[Items from a labeling collection]
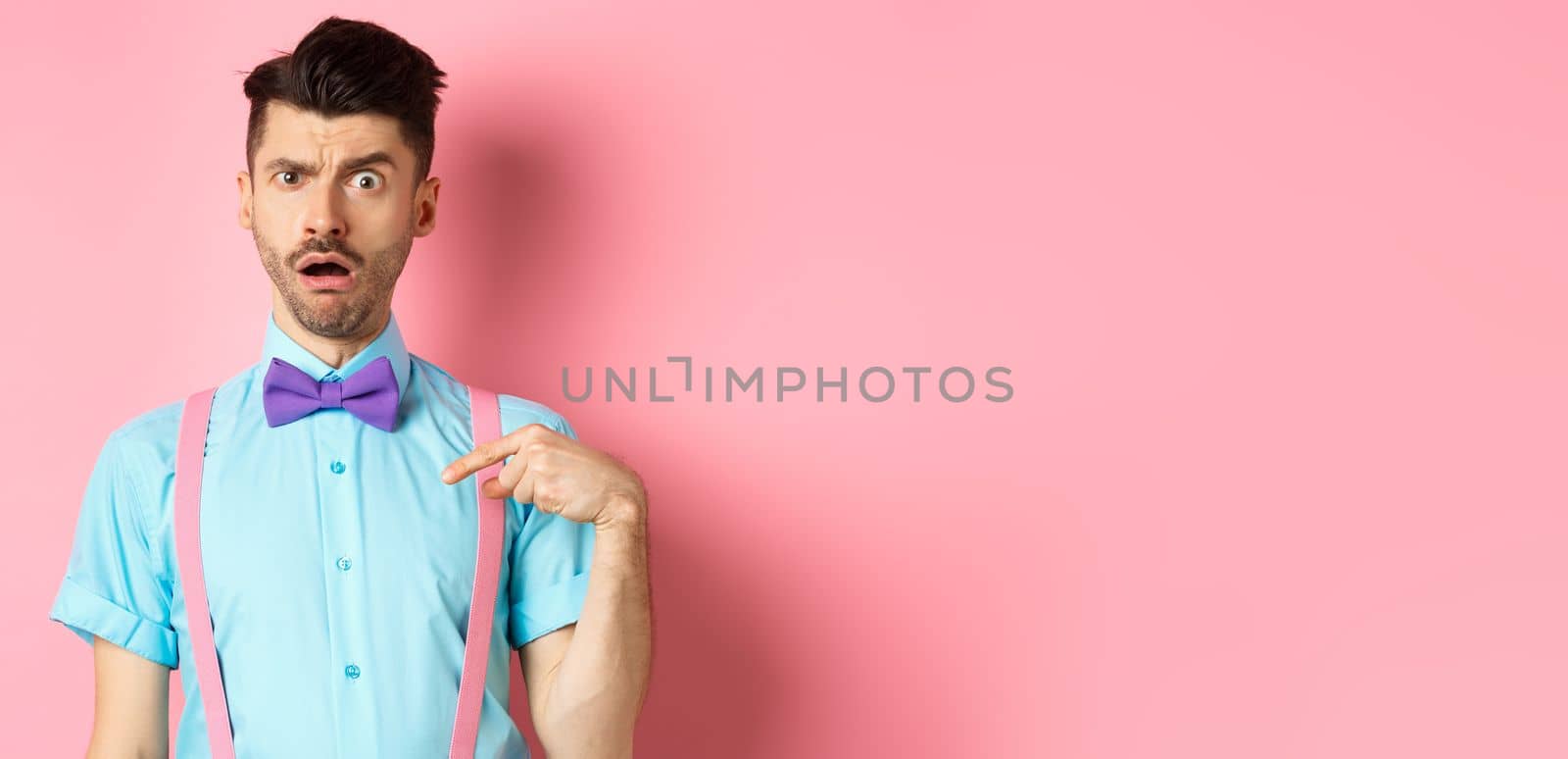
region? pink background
[0,2,1568,759]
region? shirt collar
[262,309,410,398]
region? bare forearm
[535,505,653,759]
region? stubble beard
[251,225,414,338]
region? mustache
[290,236,364,268]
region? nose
[300,182,348,238]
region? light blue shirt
[49,312,594,759]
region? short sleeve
[49,431,178,668]
[507,414,594,647]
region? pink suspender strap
[174,387,233,759]
[450,385,507,759]
[174,387,507,759]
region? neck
[272,291,392,369]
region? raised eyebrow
[265,151,397,175]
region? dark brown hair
[245,16,447,186]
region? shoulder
[99,369,249,505]
[496,392,577,437]
[410,353,577,437]
[104,398,185,472]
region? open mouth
[300,262,355,290]
[300,264,348,276]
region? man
[50,18,651,759]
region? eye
[348,170,384,190]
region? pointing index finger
[441,437,515,484]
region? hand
[441,424,648,527]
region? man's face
[238,100,441,337]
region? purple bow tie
[262,356,398,432]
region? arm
[520,499,653,759]
[86,636,170,759]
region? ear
[414,177,441,236]
[233,171,253,228]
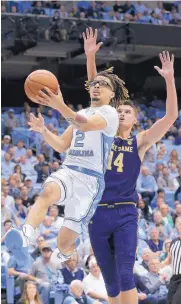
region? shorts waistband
[62,165,104,179]
[98,202,136,209]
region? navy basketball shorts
[89,204,138,297]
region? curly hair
[85,67,129,108]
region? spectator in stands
[98,22,118,50]
[59,5,68,18]
[69,6,80,17]
[51,161,60,173]
[2,185,14,208]
[151,189,165,209]
[8,146,16,163]
[77,1,90,12]
[147,227,163,255]
[169,163,178,180]
[1,153,15,179]
[1,135,12,152]
[134,273,156,304]
[12,196,27,224]
[62,280,97,304]
[20,186,31,208]
[175,127,181,146]
[32,1,45,15]
[160,239,172,262]
[11,5,18,14]
[137,166,158,203]
[142,258,168,304]
[18,281,42,304]
[8,176,20,197]
[87,1,99,19]
[1,5,6,13]
[31,235,45,260]
[20,111,30,128]
[160,204,174,228]
[170,216,181,240]
[45,11,67,42]
[1,220,13,243]
[26,149,38,167]
[153,211,172,240]
[174,202,181,222]
[4,109,19,135]
[19,155,36,176]
[14,140,26,161]
[168,149,179,166]
[83,256,108,303]
[49,205,63,230]
[14,165,26,182]
[157,166,174,190]
[25,176,37,199]
[1,192,20,231]
[8,255,35,294]
[138,194,153,222]
[61,252,85,285]
[31,243,57,304]
[45,109,58,128]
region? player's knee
[119,262,135,291]
[41,182,61,205]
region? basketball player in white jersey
[5,47,127,263]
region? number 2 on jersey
[74,130,85,147]
[107,151,124,172]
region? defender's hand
[83,27,103,57]
[154,51,174,80]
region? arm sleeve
[96,105,119,136]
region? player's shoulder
[99,105,118,115]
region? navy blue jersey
[100,136,141,204]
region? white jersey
[64,105,119,174]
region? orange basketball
[24,70,58,102]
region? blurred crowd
[1,94,181,304]
[1,1,181,25]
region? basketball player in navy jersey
[83,28,178,304]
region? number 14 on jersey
[107,151,124,172]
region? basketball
[24,70,58,102]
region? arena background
[1,1,181,304]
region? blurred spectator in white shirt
[1,135,12,152]
[1,153,15,178]
[14,140,26,160]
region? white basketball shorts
[43,167,105,234]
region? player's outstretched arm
[36,87,107,133]
[138,52,178,148]
[83,27,103,80]
[28,113,73,153]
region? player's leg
[89,207,120,304]
[5,182,61,262]
[114,205,138,304]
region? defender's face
[118,105,136,127]
[90,76,114,105]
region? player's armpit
[75,114,107,132]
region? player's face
[90,76,114,106]
[118,105,136,128]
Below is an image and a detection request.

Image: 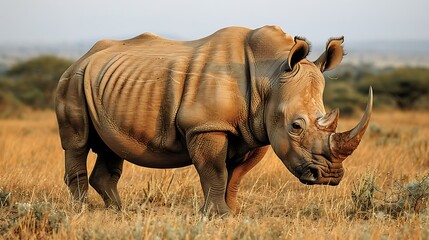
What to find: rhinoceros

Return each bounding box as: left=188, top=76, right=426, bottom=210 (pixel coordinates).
left=56, top=26, right=373, bottom=215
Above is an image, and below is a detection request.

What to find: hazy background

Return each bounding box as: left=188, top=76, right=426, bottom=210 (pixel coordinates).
left=0, top=0, right=429, bottom=44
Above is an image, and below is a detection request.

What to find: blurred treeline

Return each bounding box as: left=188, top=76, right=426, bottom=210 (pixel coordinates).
left=0, top=56, right=429, bottom=117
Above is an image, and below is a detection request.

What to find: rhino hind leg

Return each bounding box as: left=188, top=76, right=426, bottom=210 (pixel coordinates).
left=64, top=148, right=88, bottom=202
left=89, top=151, right=124, bottom=210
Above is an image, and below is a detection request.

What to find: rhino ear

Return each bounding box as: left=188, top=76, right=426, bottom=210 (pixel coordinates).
left=287, top=37, right=310, bottom=70
left=314, top=37, right=344, bottom=72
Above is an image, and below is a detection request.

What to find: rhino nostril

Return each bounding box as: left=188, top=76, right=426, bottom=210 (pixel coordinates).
left=310, top=168, right=319, bottom=180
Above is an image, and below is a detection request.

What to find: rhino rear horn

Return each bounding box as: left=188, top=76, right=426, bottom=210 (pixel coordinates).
left=314, top=37, right=344, bottom=72
left=287, top=37, right=310, bottom=70
left=316, top=108, right=340, bottom=132
left=329, top=87, right=373, bottom=160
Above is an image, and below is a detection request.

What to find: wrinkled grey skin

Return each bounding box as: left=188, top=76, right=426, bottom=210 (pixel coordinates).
left=56, top=26, right=372, bottom=215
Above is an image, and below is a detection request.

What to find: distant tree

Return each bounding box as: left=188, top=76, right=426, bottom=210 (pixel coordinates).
left=5, top=56, right=72, bottom=109
left=359, top=68, right=429, bottom=110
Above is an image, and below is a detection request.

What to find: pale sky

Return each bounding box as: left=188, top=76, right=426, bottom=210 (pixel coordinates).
left=0, top=0, right=429, bottom=44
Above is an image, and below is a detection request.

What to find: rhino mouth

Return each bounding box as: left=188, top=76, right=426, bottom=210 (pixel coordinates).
left=298, top=159, right=344, bottom=186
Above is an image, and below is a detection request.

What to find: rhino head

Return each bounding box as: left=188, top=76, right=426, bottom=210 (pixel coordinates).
left=265, top=33, right=373, bottom=185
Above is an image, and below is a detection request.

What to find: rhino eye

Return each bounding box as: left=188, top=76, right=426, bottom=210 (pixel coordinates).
left=292, top=122, right=302, bottom=130
left=290, top=119, right=305, bottom=135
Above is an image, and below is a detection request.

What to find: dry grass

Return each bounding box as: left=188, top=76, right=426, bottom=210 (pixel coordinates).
left=0, top=112, right=429, bottom=239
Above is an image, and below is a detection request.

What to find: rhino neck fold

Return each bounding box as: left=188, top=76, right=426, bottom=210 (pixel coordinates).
left=240, top=44, right=269, bottom=146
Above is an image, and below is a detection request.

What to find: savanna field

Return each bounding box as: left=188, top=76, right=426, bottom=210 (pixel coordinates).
left=0, top=111, right=429, bottom=239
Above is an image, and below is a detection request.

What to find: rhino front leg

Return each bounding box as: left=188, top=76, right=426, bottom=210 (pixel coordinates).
left=225, top=146, right=268, bottom=215
left=188, top=132, right=230, bottom=216
left=89, top=152, right=124, bottom=210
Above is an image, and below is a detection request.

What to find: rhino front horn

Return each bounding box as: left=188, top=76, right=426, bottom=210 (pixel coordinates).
left=329, top=87, right=373, bottom=160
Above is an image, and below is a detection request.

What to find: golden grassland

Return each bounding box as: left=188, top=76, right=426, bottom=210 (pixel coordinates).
left=0, top=111, right=429, bottom=239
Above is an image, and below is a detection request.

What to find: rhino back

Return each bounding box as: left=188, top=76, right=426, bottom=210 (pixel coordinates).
left=84, top=29, right=251, bottom=167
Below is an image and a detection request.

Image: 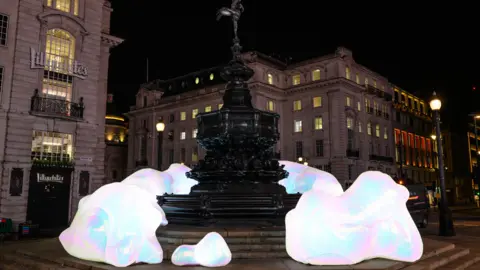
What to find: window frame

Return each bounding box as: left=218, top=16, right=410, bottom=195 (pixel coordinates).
left=0, top=12, right=10, bottom=47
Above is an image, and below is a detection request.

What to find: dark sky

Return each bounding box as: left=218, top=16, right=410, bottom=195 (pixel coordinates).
left=109, top=0, right=480, bottom=132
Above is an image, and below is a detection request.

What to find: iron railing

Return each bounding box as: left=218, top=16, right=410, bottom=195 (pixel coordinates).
left=30, top=89, right=85, bottom=119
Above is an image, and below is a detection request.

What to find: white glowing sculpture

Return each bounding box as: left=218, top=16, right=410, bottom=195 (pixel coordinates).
left=172, top=232, right=232, bottom=267
left=122, top=164, right=198, bottom=195
left=278, top=160, right=343, bottom=196
left=285, top=171, right=423, bottom=265
left=60, top=183, right=168, bottom=267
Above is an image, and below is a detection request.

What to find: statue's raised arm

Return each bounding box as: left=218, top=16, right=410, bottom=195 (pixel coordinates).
left=217, top=0, right=244, bottom=40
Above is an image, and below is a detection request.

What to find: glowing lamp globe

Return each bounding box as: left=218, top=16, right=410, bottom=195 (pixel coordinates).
left=155, top=122, right=165, bottom=132
left=430, top=92, right=442, bottom=111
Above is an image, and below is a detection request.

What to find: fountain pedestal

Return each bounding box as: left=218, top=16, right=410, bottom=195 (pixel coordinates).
left=158, top=58, right=300, bottom=226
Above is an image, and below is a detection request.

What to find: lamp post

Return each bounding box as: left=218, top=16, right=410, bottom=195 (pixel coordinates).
left=430, top=92, right=455, bottom=236
left=155, top=119, right=165, bottom=170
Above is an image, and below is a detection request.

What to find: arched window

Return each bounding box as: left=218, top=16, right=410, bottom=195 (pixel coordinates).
left=42, top=29, right=75, bottom=101
left=47, top=0, right=79, bottom=16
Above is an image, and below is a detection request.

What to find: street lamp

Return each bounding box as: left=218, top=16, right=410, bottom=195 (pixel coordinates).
left=430, top=92, right=455, bottom=236
left=155, top=119, right=165, bottom=170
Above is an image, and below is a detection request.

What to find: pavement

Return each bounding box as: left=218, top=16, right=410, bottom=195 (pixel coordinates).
left=0, top=206, right=480, bottom=270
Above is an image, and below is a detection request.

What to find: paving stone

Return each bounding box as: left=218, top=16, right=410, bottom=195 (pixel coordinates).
left=437, top=253, right=480, bottom=270
left=403, top=248, right=470, bottom=270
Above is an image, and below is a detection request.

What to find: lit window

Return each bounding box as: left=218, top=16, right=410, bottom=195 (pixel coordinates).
left=32, top=130, right=73, bottom=161
left=313, top=97, right=322, bottom=108
left=347, top=117, right=353, bottom=129
left=0, top=67, right=3, bottom=93
left=192, top=147, right=198, bottom=161
left=267, top=100, right=275, bottom=112
left=345, top=97, right=352, bottom=107
left=42, top=29, right=75, bottom=101
left=267, top=73, right=273, bottom=84
left=293, top=100, right=302, bottom=111
left=294, top=120, right=302, bottom=132
left=0, top=14, right=8, bottom=46
left=52, top=0, right=78, bottom=16
left=312, top=69, right=321, bottom=81
left=292, top=74, right=300, bottom=85
left=315, top=116, right=323, bottom=130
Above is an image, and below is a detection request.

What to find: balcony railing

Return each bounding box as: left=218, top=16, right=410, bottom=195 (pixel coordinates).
left=393, top=101, right=432, bottom=121
left=347, top=149, right=360, bottom=158
left=370, top=155, right=393, bottom=163
left=30, top=89, right=85, bottom=119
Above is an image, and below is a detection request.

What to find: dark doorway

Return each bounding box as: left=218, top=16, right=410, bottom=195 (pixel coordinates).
left=27, top=167, right=73, bottom=229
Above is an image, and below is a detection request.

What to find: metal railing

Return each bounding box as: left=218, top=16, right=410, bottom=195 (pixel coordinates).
left=30, top=89, right=85, bottom=119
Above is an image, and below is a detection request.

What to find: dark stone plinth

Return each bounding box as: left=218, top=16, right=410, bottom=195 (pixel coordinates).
left=158, top=59, right=300, bottom=226
left=158, top=193, right=300, bottom=227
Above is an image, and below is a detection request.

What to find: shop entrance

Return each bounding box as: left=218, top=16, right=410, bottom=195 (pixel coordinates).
left=27, top=167, right=73, bottom=229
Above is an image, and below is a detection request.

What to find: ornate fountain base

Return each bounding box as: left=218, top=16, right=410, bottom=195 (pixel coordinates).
left=158, top=193, right=300, bottom=227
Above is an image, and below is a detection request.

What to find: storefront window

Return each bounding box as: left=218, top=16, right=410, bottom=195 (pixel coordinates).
left=32, top=130, right=73, bottom=161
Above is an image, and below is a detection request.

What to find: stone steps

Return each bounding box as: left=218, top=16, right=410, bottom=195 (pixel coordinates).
left=401, top=247, right=476, bottom=270
left=438, top=253, right=480, bottom=270
left=157, top=226, right=288, bottom=260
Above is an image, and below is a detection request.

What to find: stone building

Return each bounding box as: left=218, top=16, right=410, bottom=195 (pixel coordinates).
left=127, top=48, right=396, bottom=186
left=105, top=94, right=128, bottom=183
left=392, top=86, right=438, bottom=187
left=442, top=130, right=473, bottom=204
left=0, top=0, right=122, bottom=228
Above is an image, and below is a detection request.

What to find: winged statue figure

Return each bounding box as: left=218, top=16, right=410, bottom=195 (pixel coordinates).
left=217, top=0, right=244, bottom=40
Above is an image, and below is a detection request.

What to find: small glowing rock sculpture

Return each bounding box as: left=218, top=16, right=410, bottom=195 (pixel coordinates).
left=172, top=232, right=232, bottom=267
left=278, top=160, right=343, bottom=196
left=285, top=171, right=423, bottom=265
left=122, top=164, right=198, bottom=195
left=59, top=183, right=167, bottom=267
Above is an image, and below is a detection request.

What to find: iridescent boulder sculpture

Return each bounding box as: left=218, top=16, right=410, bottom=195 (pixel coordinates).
left=285, top=171, right=423, bottom=265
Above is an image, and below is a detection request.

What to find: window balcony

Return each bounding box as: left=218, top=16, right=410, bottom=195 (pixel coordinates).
left=347, top=149, right=360, bottom=158
left=393, top=101, right=432, bottom=121
left=30, top=89, right=85, bottom=120
left=369, top=155, right=393, bottom=163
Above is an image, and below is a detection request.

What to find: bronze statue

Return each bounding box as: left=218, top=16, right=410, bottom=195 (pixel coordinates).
left=217, top=0, right=244, bottom=40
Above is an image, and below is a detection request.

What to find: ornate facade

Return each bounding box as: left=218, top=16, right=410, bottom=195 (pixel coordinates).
left=127, top=48, right=408, bottom=186
left=0, top=0, right=122, bottom=228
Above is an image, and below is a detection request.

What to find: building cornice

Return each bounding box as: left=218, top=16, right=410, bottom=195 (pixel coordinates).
left=102, top=33, right=125, bottom=48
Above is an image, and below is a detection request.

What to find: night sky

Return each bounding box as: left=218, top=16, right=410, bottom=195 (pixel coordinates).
left=109, top=0, right=480, bottom=132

- Directions
Report every line of the listing above that contains the string "player", copying each matching line in full. Matching is case-sensitive.

- Response
region? player's knee
region? basketball player in white jersey
region? player's shoulder
region? basketball player in navy jersey
region? player's outstretched arm
region? player's leg
region? player's armpit
region? player's face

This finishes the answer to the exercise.